-- GIVEN RECORDS --
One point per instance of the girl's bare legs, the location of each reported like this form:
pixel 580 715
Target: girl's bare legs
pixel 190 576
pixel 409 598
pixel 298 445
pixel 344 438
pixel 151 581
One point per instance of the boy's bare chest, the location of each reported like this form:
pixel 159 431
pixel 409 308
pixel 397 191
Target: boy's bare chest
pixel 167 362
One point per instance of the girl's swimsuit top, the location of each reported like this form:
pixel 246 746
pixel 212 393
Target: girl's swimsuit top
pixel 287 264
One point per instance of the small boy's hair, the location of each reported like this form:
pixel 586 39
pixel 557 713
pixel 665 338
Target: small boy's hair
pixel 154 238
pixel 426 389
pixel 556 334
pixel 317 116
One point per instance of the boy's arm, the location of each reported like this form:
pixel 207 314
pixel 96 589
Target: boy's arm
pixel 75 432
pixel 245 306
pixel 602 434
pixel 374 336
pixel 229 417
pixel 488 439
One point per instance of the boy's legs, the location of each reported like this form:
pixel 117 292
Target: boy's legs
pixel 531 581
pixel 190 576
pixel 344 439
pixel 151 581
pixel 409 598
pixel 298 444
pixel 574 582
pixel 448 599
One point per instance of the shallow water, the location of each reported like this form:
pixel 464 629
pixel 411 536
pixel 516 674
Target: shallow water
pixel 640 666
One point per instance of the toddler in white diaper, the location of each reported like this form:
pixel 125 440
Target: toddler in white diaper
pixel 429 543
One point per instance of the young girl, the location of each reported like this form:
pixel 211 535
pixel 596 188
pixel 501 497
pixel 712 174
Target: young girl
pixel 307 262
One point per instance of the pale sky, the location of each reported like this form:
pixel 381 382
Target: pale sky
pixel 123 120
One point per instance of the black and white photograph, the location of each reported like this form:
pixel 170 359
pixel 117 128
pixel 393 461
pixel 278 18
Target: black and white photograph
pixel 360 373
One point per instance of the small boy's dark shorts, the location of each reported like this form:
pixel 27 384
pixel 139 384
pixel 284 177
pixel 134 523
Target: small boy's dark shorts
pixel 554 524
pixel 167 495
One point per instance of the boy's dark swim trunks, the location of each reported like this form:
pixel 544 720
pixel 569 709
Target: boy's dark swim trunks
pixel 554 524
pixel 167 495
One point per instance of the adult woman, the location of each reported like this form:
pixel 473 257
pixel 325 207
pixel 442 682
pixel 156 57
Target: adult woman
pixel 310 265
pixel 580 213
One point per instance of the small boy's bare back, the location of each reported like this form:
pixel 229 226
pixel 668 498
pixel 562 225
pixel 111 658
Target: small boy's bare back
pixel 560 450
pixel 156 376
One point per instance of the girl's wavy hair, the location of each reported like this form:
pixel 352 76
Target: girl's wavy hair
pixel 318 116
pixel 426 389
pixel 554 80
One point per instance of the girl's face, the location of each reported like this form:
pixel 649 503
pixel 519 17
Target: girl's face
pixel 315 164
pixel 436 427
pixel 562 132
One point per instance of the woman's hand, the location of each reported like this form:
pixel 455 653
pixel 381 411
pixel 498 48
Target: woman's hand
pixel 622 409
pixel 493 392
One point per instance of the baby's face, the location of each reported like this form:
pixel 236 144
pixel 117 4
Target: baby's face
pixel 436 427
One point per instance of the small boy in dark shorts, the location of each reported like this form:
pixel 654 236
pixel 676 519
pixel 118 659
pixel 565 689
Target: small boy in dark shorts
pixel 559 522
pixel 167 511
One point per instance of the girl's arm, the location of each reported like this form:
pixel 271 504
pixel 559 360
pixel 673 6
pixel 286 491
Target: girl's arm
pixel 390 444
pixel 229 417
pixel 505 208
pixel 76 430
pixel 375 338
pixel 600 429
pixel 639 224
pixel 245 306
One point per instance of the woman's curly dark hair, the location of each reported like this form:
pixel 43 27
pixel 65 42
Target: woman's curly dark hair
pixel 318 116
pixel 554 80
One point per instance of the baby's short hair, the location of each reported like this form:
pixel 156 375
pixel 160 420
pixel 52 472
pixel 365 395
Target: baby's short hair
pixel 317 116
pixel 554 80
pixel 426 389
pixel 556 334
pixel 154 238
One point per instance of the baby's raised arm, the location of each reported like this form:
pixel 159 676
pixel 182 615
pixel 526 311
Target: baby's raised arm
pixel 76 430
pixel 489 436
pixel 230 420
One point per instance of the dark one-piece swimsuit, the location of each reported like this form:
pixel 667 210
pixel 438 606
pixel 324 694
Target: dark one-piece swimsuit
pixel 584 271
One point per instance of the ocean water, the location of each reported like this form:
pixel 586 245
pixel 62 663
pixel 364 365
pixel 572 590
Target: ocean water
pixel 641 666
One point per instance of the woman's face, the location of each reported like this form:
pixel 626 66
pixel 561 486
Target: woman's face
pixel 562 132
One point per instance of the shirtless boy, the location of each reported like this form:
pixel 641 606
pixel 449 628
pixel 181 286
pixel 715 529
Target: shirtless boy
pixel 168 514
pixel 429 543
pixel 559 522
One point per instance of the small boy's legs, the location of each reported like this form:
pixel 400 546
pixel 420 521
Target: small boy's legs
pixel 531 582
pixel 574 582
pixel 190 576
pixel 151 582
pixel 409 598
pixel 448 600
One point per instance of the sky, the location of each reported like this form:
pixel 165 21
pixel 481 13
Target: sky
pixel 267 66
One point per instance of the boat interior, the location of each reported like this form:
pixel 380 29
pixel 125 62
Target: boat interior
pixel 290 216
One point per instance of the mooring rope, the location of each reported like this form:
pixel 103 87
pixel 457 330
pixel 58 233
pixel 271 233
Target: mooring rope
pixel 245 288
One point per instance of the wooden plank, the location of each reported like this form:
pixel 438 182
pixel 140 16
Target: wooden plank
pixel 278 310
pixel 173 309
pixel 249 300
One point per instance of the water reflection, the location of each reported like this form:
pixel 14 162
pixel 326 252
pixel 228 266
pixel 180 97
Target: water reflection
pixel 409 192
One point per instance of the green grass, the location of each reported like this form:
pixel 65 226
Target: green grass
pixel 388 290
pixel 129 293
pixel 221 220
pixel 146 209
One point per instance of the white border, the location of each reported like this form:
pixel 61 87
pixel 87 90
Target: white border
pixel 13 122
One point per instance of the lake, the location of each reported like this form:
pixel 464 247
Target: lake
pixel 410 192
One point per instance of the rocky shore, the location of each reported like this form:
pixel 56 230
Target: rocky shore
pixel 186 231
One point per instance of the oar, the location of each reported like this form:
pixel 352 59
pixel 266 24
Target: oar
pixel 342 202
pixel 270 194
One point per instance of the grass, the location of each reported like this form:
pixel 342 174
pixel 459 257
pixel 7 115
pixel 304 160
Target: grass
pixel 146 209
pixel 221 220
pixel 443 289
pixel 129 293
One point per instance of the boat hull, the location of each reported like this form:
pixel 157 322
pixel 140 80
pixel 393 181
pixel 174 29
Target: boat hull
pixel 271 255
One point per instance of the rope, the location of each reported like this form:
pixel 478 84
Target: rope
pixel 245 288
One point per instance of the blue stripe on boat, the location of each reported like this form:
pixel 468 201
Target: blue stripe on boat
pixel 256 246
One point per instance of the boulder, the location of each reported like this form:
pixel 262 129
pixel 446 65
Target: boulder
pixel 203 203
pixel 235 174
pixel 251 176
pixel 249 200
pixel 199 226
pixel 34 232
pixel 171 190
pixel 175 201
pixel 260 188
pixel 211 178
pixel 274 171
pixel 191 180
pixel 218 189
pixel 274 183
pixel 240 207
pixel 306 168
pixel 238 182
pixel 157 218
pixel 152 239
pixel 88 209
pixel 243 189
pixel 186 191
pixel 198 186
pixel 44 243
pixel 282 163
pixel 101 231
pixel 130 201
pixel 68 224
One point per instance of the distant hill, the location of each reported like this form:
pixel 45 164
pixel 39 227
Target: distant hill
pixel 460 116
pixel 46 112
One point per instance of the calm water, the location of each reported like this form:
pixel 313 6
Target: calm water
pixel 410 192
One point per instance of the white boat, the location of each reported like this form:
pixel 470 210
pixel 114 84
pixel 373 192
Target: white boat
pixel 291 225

...

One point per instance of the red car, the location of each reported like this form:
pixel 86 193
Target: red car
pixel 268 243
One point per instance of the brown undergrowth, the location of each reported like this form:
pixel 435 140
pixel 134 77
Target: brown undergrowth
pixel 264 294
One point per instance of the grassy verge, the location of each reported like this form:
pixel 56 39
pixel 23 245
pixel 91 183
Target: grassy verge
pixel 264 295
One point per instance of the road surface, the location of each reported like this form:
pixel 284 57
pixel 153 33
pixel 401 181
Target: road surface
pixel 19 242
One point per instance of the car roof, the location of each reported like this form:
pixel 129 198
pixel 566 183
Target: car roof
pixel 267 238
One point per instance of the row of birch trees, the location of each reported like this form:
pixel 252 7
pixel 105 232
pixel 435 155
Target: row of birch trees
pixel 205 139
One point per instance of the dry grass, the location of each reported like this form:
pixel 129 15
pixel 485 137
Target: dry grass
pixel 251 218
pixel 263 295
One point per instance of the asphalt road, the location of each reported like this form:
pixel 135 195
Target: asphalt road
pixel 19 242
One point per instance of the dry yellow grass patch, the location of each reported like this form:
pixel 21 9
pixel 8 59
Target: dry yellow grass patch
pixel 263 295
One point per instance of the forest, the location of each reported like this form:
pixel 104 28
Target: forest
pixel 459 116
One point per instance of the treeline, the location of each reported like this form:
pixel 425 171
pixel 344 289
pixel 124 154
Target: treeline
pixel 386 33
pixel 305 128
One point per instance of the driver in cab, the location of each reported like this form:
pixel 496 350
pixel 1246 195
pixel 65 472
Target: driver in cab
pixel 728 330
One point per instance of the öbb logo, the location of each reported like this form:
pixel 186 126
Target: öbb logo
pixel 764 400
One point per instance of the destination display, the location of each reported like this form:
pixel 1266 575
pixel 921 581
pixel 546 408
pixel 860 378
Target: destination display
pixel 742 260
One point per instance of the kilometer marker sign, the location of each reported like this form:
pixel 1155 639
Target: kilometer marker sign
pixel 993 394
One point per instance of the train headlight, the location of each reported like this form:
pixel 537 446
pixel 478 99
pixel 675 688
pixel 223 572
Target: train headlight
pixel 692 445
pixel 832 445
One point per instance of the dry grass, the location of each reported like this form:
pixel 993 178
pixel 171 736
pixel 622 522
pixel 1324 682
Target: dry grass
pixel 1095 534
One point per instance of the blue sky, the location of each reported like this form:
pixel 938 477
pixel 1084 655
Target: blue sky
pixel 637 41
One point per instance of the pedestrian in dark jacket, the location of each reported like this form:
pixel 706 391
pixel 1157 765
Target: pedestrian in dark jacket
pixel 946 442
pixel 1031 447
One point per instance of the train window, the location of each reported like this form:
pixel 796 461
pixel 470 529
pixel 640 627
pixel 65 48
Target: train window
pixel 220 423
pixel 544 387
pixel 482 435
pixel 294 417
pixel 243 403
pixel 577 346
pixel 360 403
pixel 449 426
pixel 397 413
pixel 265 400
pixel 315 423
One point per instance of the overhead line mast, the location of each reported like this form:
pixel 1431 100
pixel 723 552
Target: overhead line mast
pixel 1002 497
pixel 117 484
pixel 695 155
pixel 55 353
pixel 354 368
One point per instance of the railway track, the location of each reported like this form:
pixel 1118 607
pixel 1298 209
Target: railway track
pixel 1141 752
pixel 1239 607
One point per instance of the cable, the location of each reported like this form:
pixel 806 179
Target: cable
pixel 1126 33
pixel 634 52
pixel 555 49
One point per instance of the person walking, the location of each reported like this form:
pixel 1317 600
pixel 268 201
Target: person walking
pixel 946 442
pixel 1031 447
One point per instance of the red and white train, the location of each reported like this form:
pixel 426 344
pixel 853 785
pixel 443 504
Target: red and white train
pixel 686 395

* * *

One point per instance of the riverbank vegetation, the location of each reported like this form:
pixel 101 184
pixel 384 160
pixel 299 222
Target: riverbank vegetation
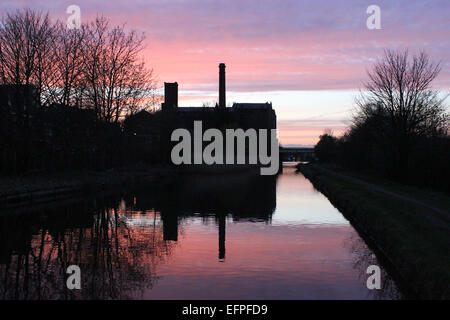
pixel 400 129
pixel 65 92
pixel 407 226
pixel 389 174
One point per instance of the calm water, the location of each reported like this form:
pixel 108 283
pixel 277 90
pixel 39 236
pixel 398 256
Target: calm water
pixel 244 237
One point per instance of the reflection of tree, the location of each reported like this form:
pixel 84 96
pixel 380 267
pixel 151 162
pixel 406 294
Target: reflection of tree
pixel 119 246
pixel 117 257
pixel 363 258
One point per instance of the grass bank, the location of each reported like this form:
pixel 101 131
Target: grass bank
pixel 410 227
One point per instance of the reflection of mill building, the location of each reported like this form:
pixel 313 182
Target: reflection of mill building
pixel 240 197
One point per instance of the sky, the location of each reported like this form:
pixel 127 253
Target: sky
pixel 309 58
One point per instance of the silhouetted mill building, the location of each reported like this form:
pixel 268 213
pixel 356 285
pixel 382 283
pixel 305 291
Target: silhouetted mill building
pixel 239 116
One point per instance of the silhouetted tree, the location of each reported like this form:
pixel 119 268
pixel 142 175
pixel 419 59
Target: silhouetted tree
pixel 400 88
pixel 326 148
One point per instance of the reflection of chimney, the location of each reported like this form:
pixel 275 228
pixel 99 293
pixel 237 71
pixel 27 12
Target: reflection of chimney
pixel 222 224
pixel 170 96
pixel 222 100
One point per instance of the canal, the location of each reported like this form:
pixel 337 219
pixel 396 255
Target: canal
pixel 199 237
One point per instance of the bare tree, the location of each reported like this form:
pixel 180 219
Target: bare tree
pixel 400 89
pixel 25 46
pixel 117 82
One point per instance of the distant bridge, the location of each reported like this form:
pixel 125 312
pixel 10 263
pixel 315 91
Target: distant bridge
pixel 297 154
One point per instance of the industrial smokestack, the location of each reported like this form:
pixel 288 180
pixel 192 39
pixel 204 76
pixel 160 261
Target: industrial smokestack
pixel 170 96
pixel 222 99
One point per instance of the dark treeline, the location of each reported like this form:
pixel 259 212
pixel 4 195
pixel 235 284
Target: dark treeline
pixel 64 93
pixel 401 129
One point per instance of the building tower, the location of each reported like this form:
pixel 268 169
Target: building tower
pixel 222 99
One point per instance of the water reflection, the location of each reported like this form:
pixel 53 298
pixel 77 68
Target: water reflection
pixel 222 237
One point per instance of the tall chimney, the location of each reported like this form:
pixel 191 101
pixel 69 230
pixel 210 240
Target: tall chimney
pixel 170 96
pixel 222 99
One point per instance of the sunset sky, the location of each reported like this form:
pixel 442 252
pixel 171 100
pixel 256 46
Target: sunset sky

-- TASK TO CARRY OUT --
On how many lines of the data does "sunset" appear? Give only that number.

-- ANSWER FOR THE TASK --
2